>> Start

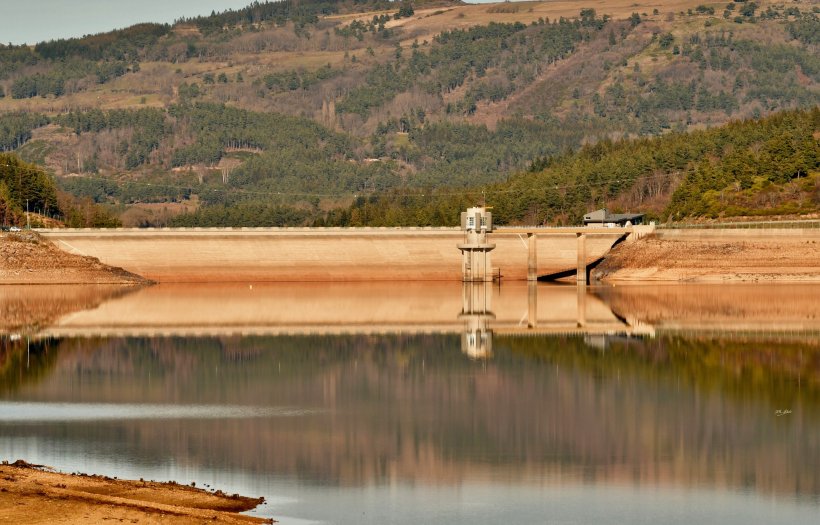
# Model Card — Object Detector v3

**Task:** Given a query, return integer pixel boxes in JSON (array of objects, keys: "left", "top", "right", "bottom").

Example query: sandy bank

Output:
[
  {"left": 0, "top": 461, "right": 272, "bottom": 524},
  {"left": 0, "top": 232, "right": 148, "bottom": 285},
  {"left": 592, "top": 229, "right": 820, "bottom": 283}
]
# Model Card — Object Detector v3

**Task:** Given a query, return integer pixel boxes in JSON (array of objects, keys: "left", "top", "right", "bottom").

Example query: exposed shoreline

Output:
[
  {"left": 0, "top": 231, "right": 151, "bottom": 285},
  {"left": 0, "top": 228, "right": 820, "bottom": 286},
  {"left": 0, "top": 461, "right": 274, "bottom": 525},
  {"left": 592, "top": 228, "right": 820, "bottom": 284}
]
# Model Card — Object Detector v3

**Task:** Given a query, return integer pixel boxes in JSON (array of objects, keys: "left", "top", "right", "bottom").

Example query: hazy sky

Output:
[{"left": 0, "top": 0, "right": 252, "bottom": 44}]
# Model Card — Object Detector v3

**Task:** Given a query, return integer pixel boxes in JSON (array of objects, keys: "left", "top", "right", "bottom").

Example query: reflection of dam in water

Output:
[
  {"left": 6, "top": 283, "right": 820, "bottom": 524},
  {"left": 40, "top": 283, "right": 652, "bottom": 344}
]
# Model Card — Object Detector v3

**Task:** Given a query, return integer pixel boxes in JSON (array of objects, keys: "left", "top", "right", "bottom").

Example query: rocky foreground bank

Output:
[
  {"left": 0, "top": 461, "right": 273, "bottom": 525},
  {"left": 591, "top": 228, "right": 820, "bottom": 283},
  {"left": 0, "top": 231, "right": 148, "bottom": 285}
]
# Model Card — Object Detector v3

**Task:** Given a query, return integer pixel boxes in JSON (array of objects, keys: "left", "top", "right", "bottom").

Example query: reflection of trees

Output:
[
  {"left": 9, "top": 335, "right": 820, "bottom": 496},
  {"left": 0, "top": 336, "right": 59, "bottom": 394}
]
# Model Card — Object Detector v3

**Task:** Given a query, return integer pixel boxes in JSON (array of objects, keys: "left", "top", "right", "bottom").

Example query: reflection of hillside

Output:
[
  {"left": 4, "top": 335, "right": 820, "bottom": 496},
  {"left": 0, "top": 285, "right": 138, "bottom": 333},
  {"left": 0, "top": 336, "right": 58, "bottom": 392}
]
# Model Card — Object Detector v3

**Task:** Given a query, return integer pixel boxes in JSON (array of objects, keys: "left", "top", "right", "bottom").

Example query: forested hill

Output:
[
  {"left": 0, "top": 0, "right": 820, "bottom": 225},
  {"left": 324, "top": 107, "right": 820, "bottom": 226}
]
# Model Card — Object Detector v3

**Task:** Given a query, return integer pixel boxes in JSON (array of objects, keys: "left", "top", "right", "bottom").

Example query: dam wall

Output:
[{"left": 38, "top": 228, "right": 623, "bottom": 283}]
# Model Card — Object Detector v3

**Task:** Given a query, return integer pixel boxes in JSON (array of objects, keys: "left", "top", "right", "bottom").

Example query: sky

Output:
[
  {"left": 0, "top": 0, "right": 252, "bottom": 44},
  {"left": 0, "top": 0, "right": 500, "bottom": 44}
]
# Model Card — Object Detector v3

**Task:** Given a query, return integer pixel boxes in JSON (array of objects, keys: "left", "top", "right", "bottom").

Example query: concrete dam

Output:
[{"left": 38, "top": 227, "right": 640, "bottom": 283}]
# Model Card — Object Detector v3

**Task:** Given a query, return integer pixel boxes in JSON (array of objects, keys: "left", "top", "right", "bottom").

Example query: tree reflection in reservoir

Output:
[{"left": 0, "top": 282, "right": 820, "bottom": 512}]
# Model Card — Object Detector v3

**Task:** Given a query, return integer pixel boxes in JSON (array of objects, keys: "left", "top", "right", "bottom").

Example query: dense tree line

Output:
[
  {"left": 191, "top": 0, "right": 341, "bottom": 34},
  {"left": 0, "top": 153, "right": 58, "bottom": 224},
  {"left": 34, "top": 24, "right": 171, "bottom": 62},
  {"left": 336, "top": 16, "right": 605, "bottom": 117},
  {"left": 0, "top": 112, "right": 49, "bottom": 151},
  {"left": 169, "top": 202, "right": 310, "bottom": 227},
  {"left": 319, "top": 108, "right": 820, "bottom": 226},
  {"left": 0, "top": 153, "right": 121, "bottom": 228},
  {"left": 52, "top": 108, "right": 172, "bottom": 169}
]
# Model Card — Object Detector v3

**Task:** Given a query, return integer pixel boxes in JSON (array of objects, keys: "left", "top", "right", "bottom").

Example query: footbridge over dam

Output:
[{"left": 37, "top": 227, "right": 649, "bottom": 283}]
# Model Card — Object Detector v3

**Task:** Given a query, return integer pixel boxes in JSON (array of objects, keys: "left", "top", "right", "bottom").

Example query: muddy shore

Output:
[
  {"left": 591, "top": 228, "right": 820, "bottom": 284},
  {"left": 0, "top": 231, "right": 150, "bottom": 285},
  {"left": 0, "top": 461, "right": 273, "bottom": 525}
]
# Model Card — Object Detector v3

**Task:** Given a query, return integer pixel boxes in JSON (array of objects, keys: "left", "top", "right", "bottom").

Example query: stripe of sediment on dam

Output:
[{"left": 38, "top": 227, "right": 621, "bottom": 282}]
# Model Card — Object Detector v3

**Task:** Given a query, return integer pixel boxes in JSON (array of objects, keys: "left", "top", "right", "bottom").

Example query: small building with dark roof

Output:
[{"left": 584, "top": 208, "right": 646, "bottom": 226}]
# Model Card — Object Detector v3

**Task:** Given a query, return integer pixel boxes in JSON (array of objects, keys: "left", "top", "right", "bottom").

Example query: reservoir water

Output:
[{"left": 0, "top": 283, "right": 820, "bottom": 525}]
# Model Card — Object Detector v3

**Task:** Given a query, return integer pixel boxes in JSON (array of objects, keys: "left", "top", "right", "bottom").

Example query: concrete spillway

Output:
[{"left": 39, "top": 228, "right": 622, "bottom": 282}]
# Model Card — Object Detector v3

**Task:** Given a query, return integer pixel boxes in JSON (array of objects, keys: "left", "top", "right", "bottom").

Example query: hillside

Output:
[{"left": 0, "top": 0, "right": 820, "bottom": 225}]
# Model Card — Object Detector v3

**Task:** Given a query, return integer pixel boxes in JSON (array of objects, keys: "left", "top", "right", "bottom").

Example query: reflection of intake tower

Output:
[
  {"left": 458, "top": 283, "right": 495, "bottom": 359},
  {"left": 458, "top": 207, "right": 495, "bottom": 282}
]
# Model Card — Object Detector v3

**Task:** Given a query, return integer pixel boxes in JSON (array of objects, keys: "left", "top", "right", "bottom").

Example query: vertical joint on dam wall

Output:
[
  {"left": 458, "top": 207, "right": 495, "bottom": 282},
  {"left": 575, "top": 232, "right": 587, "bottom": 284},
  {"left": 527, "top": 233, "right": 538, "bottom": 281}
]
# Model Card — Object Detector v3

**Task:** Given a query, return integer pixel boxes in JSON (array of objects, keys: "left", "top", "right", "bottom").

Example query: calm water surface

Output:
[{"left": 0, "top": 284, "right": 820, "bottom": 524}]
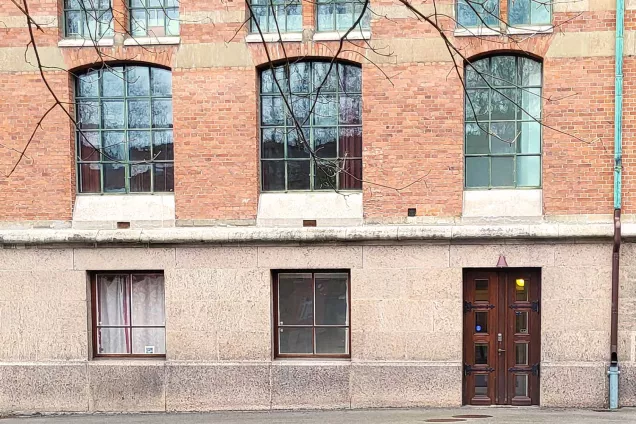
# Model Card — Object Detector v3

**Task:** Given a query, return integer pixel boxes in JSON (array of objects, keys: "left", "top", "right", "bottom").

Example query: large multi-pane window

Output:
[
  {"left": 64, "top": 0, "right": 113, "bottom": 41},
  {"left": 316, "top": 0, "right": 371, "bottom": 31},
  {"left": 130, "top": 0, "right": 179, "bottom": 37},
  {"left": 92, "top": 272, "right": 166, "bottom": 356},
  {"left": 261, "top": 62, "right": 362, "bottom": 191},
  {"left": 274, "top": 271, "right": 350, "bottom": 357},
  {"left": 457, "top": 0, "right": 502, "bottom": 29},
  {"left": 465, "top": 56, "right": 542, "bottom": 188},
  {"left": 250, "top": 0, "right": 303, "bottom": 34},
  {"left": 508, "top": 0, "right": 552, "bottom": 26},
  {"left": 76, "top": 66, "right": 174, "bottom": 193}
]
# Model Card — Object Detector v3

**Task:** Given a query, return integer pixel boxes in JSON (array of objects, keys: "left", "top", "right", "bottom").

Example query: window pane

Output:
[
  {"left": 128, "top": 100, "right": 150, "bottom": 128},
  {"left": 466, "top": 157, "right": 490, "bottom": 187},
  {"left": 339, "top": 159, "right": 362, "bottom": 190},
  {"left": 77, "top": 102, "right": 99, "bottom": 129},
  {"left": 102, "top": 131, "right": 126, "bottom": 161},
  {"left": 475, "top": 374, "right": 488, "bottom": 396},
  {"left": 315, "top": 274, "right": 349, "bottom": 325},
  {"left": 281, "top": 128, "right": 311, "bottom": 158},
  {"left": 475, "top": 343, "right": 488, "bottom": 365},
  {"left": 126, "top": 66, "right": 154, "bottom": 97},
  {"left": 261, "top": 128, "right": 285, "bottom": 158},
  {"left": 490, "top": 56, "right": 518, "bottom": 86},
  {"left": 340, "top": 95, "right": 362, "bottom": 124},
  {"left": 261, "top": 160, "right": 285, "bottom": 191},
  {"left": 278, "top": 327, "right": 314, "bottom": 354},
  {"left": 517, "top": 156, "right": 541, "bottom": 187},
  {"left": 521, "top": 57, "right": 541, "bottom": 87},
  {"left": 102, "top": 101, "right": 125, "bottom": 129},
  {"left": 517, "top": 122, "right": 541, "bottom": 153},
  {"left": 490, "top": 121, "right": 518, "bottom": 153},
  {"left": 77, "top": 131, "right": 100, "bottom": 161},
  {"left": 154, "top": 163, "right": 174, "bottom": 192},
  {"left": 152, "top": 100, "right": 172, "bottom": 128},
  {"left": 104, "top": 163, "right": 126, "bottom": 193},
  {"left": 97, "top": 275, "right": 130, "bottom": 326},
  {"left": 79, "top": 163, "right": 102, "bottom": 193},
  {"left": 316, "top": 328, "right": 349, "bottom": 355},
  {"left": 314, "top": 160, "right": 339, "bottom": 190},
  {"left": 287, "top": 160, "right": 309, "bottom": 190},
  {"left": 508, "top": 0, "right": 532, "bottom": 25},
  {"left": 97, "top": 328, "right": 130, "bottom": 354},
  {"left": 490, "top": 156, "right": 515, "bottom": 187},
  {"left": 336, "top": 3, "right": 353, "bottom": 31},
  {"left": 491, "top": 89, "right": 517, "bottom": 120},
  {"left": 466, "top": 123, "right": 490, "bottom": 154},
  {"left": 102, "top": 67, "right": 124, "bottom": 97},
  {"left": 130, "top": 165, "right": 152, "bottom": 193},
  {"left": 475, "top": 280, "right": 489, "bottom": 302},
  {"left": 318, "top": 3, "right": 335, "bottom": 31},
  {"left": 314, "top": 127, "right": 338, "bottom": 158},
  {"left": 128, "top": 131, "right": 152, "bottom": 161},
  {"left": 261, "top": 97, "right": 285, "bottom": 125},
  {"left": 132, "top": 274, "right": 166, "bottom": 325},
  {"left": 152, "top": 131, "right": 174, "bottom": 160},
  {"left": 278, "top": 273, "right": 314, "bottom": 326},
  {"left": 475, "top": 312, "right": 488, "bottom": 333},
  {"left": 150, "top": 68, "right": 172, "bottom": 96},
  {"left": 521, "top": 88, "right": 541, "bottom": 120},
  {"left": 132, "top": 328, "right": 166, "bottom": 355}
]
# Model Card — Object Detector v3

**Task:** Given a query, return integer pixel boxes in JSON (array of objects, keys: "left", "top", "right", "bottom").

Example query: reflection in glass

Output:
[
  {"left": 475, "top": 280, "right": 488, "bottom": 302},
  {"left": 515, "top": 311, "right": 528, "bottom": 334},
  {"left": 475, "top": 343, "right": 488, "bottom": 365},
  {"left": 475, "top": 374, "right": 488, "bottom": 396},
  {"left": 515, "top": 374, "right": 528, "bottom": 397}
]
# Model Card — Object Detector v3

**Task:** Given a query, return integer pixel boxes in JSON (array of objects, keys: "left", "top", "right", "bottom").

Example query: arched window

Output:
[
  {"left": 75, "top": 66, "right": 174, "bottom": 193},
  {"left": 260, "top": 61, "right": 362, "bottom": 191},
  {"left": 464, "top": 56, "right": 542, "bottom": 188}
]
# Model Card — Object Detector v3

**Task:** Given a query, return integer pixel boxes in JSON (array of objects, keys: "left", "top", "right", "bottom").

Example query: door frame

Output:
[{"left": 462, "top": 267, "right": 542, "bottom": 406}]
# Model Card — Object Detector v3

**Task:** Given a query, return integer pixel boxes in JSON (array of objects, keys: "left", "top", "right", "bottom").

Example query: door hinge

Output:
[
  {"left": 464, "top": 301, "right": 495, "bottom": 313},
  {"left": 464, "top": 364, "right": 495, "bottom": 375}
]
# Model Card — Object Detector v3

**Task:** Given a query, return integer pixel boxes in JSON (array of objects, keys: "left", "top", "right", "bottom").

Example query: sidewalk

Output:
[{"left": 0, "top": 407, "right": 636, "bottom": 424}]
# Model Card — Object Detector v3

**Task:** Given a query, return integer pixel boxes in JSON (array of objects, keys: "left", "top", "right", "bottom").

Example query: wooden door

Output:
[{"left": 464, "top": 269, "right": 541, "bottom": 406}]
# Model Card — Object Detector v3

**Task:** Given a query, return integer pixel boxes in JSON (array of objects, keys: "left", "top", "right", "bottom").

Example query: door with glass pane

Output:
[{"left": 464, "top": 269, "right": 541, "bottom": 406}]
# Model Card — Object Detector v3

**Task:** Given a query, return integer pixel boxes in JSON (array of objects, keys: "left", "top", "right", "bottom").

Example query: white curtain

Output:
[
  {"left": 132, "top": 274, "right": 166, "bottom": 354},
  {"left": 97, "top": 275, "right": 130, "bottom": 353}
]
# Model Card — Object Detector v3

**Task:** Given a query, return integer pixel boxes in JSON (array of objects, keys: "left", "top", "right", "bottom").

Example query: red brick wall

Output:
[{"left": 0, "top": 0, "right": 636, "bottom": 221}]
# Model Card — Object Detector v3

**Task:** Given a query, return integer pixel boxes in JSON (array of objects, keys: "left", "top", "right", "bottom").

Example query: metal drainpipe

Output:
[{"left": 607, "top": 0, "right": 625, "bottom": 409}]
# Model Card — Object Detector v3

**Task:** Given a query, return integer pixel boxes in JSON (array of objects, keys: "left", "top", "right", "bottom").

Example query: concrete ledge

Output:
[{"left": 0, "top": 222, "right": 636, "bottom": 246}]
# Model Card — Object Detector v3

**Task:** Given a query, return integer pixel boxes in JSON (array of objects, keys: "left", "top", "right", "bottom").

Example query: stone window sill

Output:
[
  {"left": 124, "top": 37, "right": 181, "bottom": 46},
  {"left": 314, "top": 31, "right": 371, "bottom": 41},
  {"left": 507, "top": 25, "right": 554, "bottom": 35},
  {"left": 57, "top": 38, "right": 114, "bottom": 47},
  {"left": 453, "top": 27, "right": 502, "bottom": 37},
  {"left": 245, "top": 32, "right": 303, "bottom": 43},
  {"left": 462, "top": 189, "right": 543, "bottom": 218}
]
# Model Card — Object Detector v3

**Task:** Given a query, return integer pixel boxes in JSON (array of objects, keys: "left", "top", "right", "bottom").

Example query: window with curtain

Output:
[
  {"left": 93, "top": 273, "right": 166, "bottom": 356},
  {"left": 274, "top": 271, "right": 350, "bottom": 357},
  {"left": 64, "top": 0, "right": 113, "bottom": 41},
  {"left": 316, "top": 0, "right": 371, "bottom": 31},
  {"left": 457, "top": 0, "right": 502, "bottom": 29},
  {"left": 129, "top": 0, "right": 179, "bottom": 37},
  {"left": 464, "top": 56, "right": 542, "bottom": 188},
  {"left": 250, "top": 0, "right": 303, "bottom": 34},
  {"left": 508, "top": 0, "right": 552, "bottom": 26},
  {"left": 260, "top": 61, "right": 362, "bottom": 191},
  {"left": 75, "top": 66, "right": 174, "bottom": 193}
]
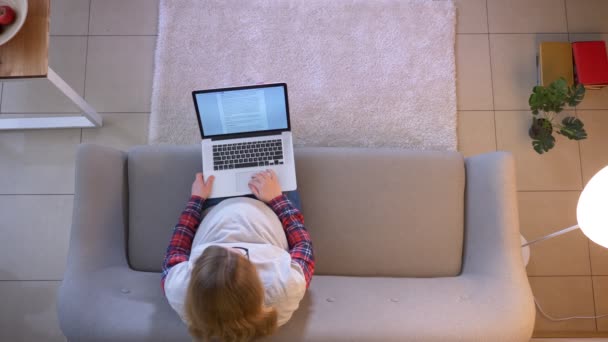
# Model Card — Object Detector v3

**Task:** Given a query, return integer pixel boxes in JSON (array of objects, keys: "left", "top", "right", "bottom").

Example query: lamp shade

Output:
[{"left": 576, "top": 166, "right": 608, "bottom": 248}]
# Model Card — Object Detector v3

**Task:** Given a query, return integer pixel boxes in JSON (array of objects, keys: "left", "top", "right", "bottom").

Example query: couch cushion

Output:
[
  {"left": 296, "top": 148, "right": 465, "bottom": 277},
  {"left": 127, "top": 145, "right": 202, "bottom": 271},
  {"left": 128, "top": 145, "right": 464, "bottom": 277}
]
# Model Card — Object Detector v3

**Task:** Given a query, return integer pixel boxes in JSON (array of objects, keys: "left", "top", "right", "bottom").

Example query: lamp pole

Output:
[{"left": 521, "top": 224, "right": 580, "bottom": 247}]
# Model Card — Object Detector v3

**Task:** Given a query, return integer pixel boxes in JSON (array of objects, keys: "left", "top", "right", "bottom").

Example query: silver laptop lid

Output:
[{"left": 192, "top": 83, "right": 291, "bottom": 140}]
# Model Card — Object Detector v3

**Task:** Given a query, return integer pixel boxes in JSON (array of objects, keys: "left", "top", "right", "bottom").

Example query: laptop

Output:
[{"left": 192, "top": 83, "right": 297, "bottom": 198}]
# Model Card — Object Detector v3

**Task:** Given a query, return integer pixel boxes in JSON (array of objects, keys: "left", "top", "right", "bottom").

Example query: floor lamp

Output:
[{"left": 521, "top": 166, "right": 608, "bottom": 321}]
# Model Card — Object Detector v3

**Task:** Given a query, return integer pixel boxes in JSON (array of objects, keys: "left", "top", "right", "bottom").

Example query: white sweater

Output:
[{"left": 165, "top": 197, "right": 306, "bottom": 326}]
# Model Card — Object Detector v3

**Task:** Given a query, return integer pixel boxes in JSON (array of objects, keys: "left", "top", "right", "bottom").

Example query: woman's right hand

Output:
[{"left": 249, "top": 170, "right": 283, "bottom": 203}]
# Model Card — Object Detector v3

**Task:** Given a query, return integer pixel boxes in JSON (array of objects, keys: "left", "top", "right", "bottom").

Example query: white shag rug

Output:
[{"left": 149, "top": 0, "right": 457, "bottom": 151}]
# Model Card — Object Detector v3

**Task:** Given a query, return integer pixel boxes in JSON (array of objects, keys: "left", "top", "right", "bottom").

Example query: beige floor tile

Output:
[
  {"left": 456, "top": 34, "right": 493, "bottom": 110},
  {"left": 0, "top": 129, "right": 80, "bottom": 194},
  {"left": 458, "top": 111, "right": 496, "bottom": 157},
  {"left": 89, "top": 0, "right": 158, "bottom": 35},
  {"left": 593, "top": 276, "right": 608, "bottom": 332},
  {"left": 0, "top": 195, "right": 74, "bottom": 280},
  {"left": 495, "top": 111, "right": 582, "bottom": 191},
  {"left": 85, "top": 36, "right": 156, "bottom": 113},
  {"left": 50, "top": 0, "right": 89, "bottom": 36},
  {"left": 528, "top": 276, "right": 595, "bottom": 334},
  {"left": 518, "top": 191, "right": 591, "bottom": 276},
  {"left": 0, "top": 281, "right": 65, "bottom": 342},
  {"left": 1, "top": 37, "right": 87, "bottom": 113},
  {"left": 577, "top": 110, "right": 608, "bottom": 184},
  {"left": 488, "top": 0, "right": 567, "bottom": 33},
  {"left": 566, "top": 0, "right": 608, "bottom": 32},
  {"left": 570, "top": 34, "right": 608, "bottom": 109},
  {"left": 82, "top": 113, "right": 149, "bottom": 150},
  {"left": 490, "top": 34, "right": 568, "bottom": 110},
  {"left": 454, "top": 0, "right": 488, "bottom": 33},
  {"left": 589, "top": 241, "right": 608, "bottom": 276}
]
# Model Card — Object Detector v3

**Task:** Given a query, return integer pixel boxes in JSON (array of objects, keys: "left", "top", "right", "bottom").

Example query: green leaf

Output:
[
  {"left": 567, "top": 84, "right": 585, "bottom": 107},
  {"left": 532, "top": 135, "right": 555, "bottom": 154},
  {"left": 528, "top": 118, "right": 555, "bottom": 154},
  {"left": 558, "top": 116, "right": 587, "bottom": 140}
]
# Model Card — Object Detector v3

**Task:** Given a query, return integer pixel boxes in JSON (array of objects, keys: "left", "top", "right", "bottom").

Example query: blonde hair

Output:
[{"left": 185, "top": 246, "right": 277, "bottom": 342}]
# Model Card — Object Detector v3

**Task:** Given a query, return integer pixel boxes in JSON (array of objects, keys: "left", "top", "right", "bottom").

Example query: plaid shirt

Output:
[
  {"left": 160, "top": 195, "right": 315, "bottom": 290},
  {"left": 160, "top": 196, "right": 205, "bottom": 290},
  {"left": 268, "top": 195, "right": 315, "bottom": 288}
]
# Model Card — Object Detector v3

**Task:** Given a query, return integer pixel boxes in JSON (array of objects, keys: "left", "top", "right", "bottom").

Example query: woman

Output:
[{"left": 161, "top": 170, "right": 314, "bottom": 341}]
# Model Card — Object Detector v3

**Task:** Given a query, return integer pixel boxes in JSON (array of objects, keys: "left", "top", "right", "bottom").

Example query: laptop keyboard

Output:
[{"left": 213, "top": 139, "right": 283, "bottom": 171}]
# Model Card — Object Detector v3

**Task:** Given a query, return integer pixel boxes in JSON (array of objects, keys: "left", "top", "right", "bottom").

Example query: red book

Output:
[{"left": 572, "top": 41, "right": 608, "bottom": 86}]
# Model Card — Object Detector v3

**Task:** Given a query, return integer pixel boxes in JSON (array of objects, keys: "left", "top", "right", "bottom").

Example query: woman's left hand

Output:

>> End

Select every line of the records that contains the word "bank", and copy each one.

* **Response below**
Example query: sandy bank
Example query: rocky foreground bank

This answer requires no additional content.